- [ARTICLE]:
'''

I personally don't invest in things that are economic due to government interference, because he that gives can as easily take away. Huge amounts of VC money is being invested into alternative energies in Silicon Valley right now. My own bro is an altenergy dude in the "Valley". The VC's are polticking heavily for subsidies because it makes their return hurdle rate lower. See, VC's get 20%+ after payout of their investors money. So they invest $100 mil, they get 20% of whatever they return over $100 mil. Oil guys really get this model. We call it a 20% back in after payout. What we didn't get was the risk free 2% "management fees". That's where we get jealous of VC's. Smarter than us. Anyway, since VC's are all really rich, it only makes sense that they lobby their politico buds to make their businesses more economic by creating more corporate welfare. That's what rich folks have done since the beginning. Except these smart son of a guns have really marketed this corporate welfare beautifully. Save the environment. Save the planet. Save Bambi. It is the perfect cover for corporate welfare. Give farmers big chunks of corporate welfare as long as they pay lip service to the the new mantra of climate change. Buy everyone off so that Big Mama government can take her rightful place at the center of controlling all our lives.

'''

According to the opinion piece on venture capital and energy subsidies, what percentage do VCs receive after their investors' money has been paid out?

- [SUPPLIED MATERIAL]:
'''

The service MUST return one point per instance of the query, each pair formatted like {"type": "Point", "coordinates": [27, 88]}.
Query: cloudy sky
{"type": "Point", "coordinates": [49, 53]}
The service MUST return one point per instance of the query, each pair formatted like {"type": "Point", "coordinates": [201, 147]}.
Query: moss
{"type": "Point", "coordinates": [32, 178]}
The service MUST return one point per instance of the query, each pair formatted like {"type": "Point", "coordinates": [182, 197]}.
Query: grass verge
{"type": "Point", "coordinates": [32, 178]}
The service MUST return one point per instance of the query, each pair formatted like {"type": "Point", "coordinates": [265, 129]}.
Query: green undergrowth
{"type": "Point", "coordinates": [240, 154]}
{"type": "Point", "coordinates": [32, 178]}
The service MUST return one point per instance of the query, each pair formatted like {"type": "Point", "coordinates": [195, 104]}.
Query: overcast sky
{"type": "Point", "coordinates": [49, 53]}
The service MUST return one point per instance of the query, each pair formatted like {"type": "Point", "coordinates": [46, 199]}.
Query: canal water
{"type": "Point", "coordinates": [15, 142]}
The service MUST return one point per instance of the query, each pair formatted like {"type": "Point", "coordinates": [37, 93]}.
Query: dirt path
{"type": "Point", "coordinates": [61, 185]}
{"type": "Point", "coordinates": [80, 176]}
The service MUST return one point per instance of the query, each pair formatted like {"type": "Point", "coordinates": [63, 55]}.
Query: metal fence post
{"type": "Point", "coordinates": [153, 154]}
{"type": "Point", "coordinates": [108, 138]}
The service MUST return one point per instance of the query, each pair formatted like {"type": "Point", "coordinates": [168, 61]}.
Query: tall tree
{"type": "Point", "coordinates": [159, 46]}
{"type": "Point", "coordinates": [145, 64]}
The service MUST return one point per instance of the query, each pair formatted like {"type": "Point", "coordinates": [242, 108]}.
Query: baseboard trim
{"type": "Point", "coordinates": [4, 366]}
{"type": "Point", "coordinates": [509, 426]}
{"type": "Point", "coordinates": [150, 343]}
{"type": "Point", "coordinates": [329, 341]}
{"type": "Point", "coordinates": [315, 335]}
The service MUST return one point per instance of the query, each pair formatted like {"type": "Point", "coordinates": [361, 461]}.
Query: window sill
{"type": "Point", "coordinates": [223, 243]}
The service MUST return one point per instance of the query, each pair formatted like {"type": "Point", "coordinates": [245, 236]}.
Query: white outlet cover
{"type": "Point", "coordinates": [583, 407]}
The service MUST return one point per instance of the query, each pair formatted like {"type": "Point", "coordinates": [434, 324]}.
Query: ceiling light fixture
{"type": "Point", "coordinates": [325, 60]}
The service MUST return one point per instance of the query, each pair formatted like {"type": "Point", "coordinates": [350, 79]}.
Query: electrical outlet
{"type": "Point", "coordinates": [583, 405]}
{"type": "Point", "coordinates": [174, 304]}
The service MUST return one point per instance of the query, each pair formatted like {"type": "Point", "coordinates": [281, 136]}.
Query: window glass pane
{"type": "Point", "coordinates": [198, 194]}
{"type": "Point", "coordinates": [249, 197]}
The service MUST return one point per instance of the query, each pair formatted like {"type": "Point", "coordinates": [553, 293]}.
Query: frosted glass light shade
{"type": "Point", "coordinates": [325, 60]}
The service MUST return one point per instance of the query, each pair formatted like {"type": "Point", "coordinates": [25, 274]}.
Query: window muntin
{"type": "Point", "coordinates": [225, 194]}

'''

- [ANSWER BELOW]: 20% or more of whatever they return above their investors' money.